▸ **TESTO DEL DOCUMENTO**
=-=-=-=-=

20 Gennaio 2013

San Leonardo Confessore (Linarolo), 20 Gennaio 2013

Carissimi Parrocchiani,
seguendo l’evolversi dai fatti nella tragica scena del complotto perpetrato dai fratelli ai danni di Giuseppe, arriviamo ora alla terza scena, nella quale il testo riferisce di Giacobbe ingannato dai figli e la situazione di vuoto e di profondo dolore che viene a crearsi in famiglia (vv. 31-36)

[31]Presero allora la tunica di Giuseppe, scannarono un capro e intinsero la tunica nel sangue, [32]Poi mandarono al padre la tunica dalle lunghe maniche e gliela fecero pervenire con queste parole: «L’abbiamo trovata; riscontra se è o no la tunica di tuo figlio».

=-=-=-=-=

▸ **DATI FORNITI**
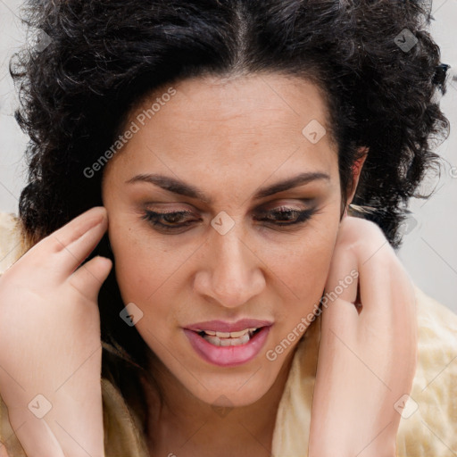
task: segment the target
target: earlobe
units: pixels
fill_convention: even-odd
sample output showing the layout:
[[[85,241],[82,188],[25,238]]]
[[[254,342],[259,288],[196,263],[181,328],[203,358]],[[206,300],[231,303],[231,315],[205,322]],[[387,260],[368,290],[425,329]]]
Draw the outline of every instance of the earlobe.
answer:
[[[353,182],[353,185],[352,185],[352,189],[351,189],[351,195],[350,195],[350,198],[349,198],[349,202],[352,202],[353,201],[353,195],[355,195],[355,191],[357,190],[357,185],[359,184],[359,179],[360,179],[360,176],[361,176],[361,169],[363,167],[363,163],[365,162],[365,160],[368,156],[368,151],[369,151],[369,148],[368,147],[361,147],[359,148],[359,151],[358,153],[359,154],[363,154],[363,155],[361,155],[361,157],[360,157],[359,159],[357,159],[352,168],[351,168],[351,173],[352,173],[352,182]]]

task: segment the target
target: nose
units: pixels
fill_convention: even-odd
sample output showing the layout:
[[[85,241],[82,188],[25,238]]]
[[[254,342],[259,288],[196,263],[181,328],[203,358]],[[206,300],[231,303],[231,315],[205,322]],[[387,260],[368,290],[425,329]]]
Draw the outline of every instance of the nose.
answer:
[[[249,302],[265,287],[265,265],[236,228],[237,224],[225,235],[214,231],[208,237],[199,250],[202,268],[194,281],[197,294],[226,308]]]

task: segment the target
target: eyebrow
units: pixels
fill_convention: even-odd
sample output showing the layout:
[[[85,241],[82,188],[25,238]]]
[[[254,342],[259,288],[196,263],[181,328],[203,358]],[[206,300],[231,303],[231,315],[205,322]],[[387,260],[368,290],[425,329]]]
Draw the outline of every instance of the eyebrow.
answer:
[[[262,187],[261,189],[257,190],[253,195],[253,198],[255,200],[259,200],[261,198],[264,198],[266,196],[272,195],[285,190],[298,187],[299,186],[303,186],[312,181],[328,181],[330,177],[327,173],[322,173],[320,171],[309,171],[305,173],[300,173],[299,175],[294,176],[292,178],[287,178],[287,179],[278,181],[265,187]],[[179,194],[180,195],[195,198],[207,204],[212,204],[213,203],[212,198],[207,196],[199,188],[170,176],[161,174],[139,174],[126,181],[127,184],[133,184],[136,182],[147,182],[150,184],[154,184],[155,186],[158,186],[159,187],[162,187],[162,189],[169,192],[172,192],[173,194]]]

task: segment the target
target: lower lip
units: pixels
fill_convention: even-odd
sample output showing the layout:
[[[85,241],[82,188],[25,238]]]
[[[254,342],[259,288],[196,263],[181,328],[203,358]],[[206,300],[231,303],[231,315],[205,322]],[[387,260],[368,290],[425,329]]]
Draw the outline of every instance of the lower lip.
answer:
[[[215,346],[198,333],[183,328],[192,347],[204,360],[220,367],[242,365],[253,359],[265,345],[270,327],[262,327],[247,343],[237,346]]]

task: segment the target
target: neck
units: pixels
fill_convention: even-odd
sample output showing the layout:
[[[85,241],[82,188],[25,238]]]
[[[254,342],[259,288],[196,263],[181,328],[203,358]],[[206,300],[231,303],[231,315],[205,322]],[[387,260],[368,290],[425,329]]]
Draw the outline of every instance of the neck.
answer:
[[[162,394],[142,379],[148,404],[147,441],[151,455],[270,455],[278,407],[295,352],[285,361],[267,393],[255,403],[218,408],[193,395],[155,357],[149,372]],[[170,444],[179,449],[170,449]],[[194,450],[194,451],[193,451]],[[204,452],[204,451],[206,452]],[[172,453],[171,453],[172,454]]]

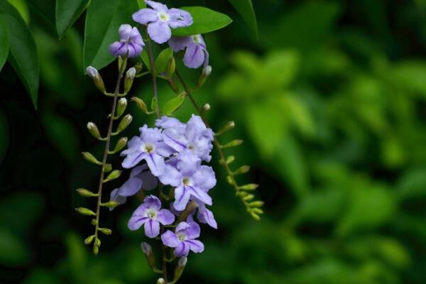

=-=-=-=-=

▸ **OBIETTIVO DEL COMPITO**
Indica, in base al testo del documento, in che cosa i fratelli intinsero la tunica di Giuseppe.

▸ **RISPOSTA SCRITTA**
Nel sangue di un capro che avevano scannato.